* Set problem *
Return verbatim the lines of the data below, starting with the line that contains "of the human" and continuing through the final line of the data.

* Data lines *
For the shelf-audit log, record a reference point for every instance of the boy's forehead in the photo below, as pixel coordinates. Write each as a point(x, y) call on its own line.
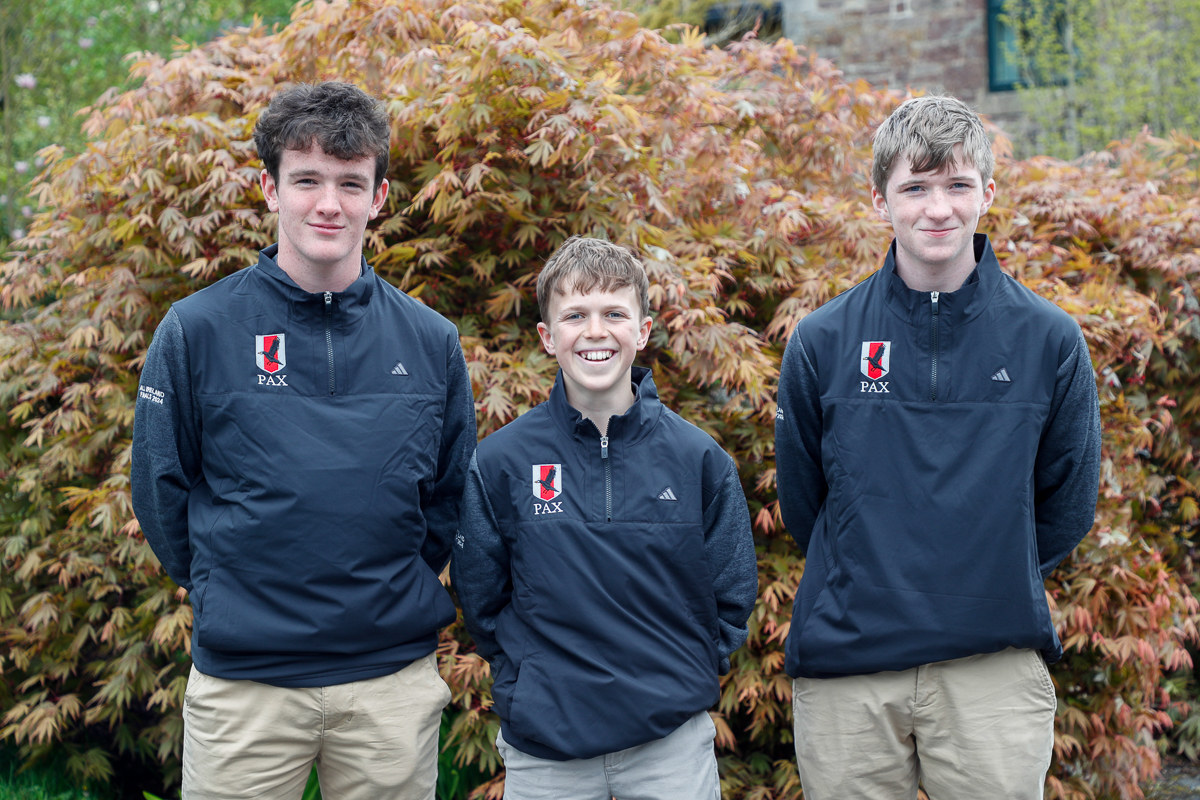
point(571, 294)
point(307, 157)
point(958, 163)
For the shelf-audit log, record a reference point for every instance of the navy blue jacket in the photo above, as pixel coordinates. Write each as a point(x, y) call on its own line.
point(298, 462)
point(606, 585)
point(935, 461)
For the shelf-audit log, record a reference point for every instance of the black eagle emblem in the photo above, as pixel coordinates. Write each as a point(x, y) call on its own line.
point(876, 359)
point(270, 353)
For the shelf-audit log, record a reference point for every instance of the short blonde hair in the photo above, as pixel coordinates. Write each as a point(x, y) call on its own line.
point(592, 264)
point(925, 131)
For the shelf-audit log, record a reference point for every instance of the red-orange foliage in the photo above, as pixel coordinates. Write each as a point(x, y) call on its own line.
point(739, 176)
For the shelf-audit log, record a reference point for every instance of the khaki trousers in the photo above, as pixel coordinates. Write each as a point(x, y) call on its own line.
point(976, 728)
point(682, 765)
point(371, 739)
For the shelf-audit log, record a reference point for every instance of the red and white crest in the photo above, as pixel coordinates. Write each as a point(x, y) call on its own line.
point(547, 481)
point(270, 353)
point(876, 359)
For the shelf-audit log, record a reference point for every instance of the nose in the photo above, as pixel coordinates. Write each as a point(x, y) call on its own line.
point(327, 202)
point(939, 206)
point(595, 326)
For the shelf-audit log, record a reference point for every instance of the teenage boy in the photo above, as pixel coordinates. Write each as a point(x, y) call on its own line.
point(605, 561)
point(937, 444)
point(300, 441)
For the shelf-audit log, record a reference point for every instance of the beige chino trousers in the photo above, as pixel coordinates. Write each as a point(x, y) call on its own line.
point(371, 739)
point(975, 728)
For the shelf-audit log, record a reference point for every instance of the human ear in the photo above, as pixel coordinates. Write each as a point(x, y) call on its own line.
point(881, 204)
point(643, 331)
point(547, 341)
point(381, 196)
point(989, 194)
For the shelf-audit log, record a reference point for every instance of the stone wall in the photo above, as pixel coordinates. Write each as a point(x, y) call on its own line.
point(933, 44)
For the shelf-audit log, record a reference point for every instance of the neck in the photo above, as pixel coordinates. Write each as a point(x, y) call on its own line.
point(601, 408)
point(317, 280)
point(927, 280)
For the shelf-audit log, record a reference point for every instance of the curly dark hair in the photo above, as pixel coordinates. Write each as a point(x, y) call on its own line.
point(341, 118)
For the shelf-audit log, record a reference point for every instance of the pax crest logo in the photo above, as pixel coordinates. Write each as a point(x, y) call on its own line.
point(876, 359)
point(270, 353)
point(547, 481)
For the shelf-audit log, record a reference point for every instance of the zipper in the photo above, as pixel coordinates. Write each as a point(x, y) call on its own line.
point(329, 340)
point(933, 348)
point(607, 477)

* Exercise output *
For the shelf-audit log, record a reference point for every instance of the human ear in the photo above, as pixel coordinates. Write each as a point(x, y) call on its own line.
point(881, 204)
point(643, 331)
point(547, 341)
point(381, 196)
point(989, 194)
For the shelf-audit log, record a reference point for every instance of the stone wall in the photo above, as pixel coordinates. Write each as a point(x, y) call on its own line.
point(933, 44)
For the shelf-audit log, record a reference point for every instance of the neck in the photo above, as pixel coordinates. Write each as a point(x, y) call on its own line.
point(601, 408)
point(317, 280)
point(927, 280)
For the shelf-audit log, record a reference point for every instance of the curly dark hair in the photo above, as pixel coordinates. Write each as a point(x, y) call on its own line.
point(341, 118)
For the shelf-audit log, record a reference point for every instance of the pax crest logo in the photo above, as pixel coordinates. Write each as a point(x, y) call on its own line.
point(876, 359)
point(270, 353)
point(547, 481)
For the shelf-audit log, record a reference point for every instance of the zipper in the photo above, as pixel coordinates. Write each as a point(x, y) call on its own line.
point(329, 340)
point(933, 348)
point(607, 477)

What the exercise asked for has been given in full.